** PAGE EXTRACT **
□ □ □ □ □
Brian Taylor May 8, 2013

Sell & Parker Pty Ltd. has its roots in ferrous scrap recycling, says company Group General Manager Morgan Parker, but that hasn’t prevented it from following other opportunities when they present themselves.

Morgan, son of company co-founder Ross Parker, says iron and steel recycling remains an important source of revenue for Sell & Parker, which is based in Banksmeadow, New South Wales, Australia, near Sydney.

But the company has steadily built up its nonferrous scrap business, in part because it has been operating a 4,000-horsepower auto shredder since 2002. It also runs two steel plate profiling shops and its subsidiary Australian Frontline Machinery specializes in refurbishing and reselling or disposing of and recycling Australian Defence Force vehicles.

Since its founding in 1966, Sell & Parker has gone from operating two collection trucks (with no property of its own) to owning more than a half-dozen yards throughout New South Wales, with the potential to expand into other Australian states in the near future.


Roots in Steel

In a detailed timeline on the Sell & Parker website, www.sellandparker.com.au, the first entry is made in 1966, when “Max Sell advises Ross Parker that he intends getting out of the scrap metal business” and subsequently sells his two trucks to Ross (on installment terms).

Max also agreed to stay for six months to show Ross how he operated the business and to introduce him to customers.

True to his word, Max retired in 1967, but Ross adopted the trading name Sell & Parker because “Max had a very good reputation in the business,” he says.
□ □ □ □ □
** ROWS **

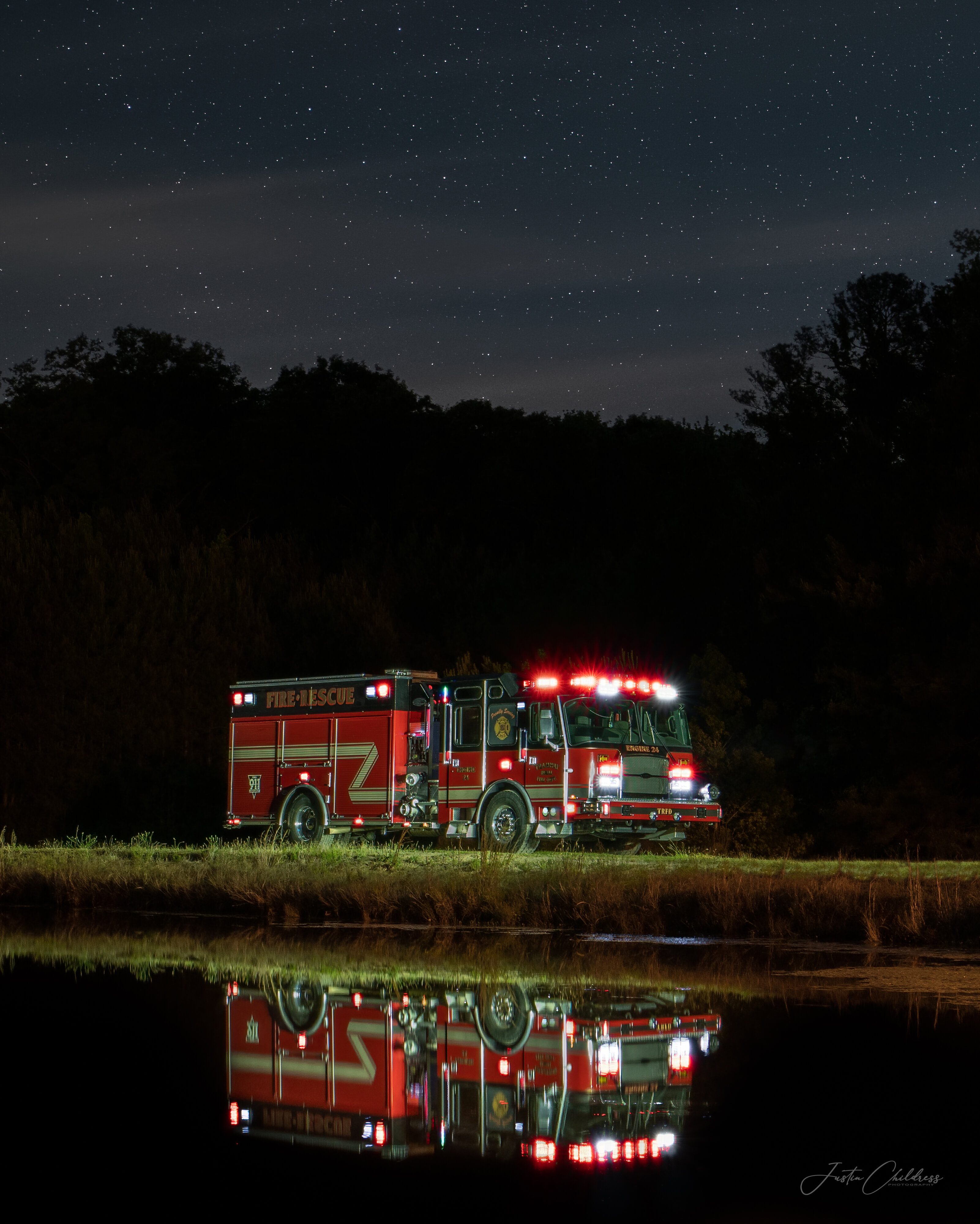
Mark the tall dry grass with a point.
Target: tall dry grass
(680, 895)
□ □ □ □ □
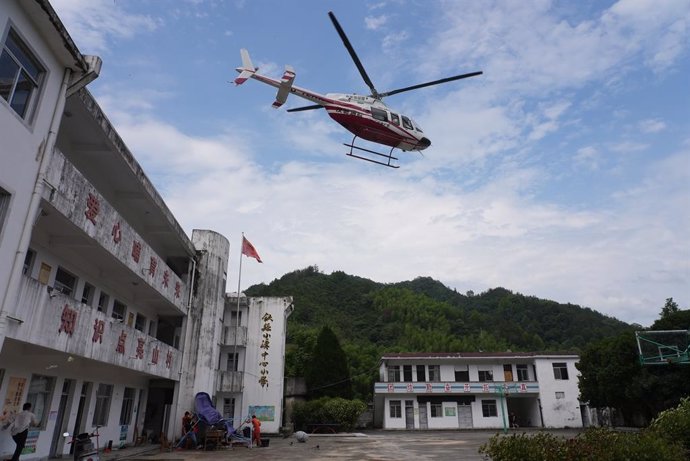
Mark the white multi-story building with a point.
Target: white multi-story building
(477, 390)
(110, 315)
□ □ □ □ □
** SHORT EXERCISE 1 **
Answer these from the Sell & Parker article:
(a) Since what year has the company been operating its auto shredder?
(b) Where is the company based?
(c) For how long did Max Sell agree to stay on to show Ross how he ran the business?
** SHORT EXERCISE 2 **
Using the Sell & Parker article, decide whether each statement below agrees with it. Answer yes or no and quote the words that settle it.
(a) The company's auto shredder is rated at 4,000 horsepower.
(b) Max Sell was paid in full up front for his two trucks.
(c) Morgan Parker is the son of a co-founder of the company.
** SHORT EXERCISE 3 **
Rewrite the Sell & Parker article starting with "Sell & Parker Pty" and going on through "Defence Force vehicles.", putting "income" in place of "revenue".

** WORKED SOLUTION 1 **
(a) 2002
(b) Banksmeadow, New South Wales, Australia, near Sydney
(c) Six months

** WORKED SOLUTION 2 **
(a) Yes: "operating a 4,000-horsepower auto shredder since 2002"
(b) No: "sells his two trucks to Ross (on installment terms)"
(c) Yes: "Morgan, son of company co-founder Ross Parker"

** WORKED SOLUTION 3 **
Sell & Parker Pty Ltd. has its roots in ferrous scrap recycling, says company Group General Manager Morgan Parker, but that hasn’t prevented it from following other opportunities when they present themselves.

Morgan, son of company co-founder Ross Parker, says iron and steel recycling remains an important source of income for Sell & Parker, which is based in Banksmeadow, New South Wales, Australia, near Sydney.

But the company has steadily built up its nonferrous scrap business, in part because it has been operating a 4,000-horsepower auto shredder since 2002. It also runs two steel plate profiling shops and its subsidiary Australian Frontline Machinery specializes in refurbishing and reselling or disposing of and recycling Australian Defence Force vehicles.